=== Source records ===
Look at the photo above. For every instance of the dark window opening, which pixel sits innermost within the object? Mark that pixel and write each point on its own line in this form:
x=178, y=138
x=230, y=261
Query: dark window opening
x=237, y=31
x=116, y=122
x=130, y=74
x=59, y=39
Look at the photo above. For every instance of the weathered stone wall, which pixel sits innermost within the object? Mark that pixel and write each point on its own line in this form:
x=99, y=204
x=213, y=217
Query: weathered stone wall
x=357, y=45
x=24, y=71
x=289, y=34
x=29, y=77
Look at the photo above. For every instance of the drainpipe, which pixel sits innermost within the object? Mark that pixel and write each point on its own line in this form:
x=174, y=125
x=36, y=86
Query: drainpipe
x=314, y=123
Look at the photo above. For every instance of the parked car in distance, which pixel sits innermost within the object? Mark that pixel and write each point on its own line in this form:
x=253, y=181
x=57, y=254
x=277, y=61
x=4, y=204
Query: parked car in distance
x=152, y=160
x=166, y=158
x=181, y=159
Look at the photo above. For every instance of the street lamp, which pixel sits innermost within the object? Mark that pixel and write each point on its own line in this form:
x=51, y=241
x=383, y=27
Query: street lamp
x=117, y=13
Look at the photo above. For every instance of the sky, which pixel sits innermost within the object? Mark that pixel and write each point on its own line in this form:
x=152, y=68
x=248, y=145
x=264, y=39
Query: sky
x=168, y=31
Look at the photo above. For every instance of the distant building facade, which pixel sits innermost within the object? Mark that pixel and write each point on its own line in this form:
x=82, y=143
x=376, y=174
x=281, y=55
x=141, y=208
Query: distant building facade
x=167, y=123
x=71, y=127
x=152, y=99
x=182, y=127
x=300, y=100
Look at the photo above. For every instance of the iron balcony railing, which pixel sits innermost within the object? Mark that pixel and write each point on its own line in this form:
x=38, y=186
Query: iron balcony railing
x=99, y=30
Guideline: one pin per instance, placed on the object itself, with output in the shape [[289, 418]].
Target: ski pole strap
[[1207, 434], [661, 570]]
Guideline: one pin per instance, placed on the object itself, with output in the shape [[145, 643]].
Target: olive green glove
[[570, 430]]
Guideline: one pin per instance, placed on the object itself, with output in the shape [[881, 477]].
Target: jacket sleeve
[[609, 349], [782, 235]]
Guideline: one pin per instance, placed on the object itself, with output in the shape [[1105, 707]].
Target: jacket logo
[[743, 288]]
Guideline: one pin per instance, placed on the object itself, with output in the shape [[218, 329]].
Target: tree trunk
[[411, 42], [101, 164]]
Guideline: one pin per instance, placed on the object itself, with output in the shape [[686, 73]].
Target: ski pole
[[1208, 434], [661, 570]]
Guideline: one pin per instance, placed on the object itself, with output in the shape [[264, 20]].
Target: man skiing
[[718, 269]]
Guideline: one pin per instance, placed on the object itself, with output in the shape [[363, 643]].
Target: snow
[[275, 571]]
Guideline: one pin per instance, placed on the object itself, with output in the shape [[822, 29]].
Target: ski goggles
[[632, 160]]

=== THE TASK ===
Transcribe each line of the data exactly, skipping none.

=== OUTPUT FOR THIS EXERCISE ===
Look at the photo above. For every instance of the dark window opening, which pixel sits innermost within the object? Mark that pixel and write each point on its own line in this form:
x=178, y=138
x=230, y=261
Query: dark window opening
x=237, y=31
x=116, y=122
x=130, y=74
x=59, y=39
Look at the photo above. For every instance of the weathered stone wall, which pixel sits innermost within the object? Mark that pixel and write each point on its own line in this form:
x=99, y=204
x=213, y=217
Query: weathered stone wall
x=357, y=45
x=24, y=71
x=289, y=34
x=29, y=77
Look at the photo above. For every instance of the drainpipe, which pixel sits innermost within the object? Mark that pixel and write each point on its own line in this form:
x=174, y=125
x=36, y=86
Query: drainpipe
x=314, y=123
Look at the photo above. For every instance of the parked car in distance, which pixel sits innermost within the object? Mark that pixel and write each point on its own line in this form:
x=253, y=181
x=57, y=254
x=277, y=61
x=4, y=204
Query: parked car in distance
x=152, y=160
x=166, y=158
x=181, y=159
Look at the photo above. For every instance of the street lamp, which pixel sits innermost within the object? Mark that pixel and write each point on its own line in this form:
x=51, y=241
x=383, y=27
Query: street lamp
x=117, y=13
Look at the photo above. For every instance of the sky, which pixel sits innermost within the object? Mark that pixel and write each point on its own line in this form:
x=152, y=68
x=248, y=145
x=264, y=39
Query: sky
x=168, y=31
Look at the photo above. For every instance of the distant building facade, which pixel sits innermost within the object? Mark that pixel and write each point on its own line in this form:
x=82, y=143
x=376, y=174
x=281, y=55
x=141, y=208
Query: distant building facade
x=167, y=123
x=71, y=127
x=152, y=99
x=182, y=127
x=300, y=100
Look at the photo above. For every instance of the iron balcony railing, which pixel sits innermost within the object? Mark that pixel and write each point on its own line in this form:
x=38, y=186
Query: iron balcony railing
x=99, y=30
Guideline: one pin per instance, placed on the object itself, with output in the shape [[289, 418]].
Target: ski pole strap
[[1207, 434], [661, 570]]
Guideline: one pin per instance, placed on the object itself, with output in the shape [[145, 643]].
Target: olive green glove
[[570, 430]]
Guideline: one pin per instance, placed on the object itself, with output in the shape [[881, 477]].
Target: jacket sleeve
[[609, 349], [782, 235]]
Guideline: one pin per instance, placed on the object itself, with output in the shape [[1105, 707]].
Target: jacket logo
[[743, 288]]
Guideline: one pin per instance, placed on the object itself, with output in the shape [[218, 329]].
Target: tree trunk
[[411, 42], [101, 164]]
Guideline: one pin per instance, placed on the object itself, with output in the shape [[686, 73]].
Target: ski pole
[[1208, 434], [661, 570]]
Guideline: one pin per instance, placed on the object itself, with output in the shape [[264, 20]].
Target: man skiing
[[718, 269]]
Guideline: one pin per instance, placed on the object itself, with output in the shape [[363, 643]].
Target: snow
[[275, 571]]
Guideline: one pin per instance, placed on the object itself, with output in the shape [[822, 29]].
Target: ski goggles
[[632, 160]]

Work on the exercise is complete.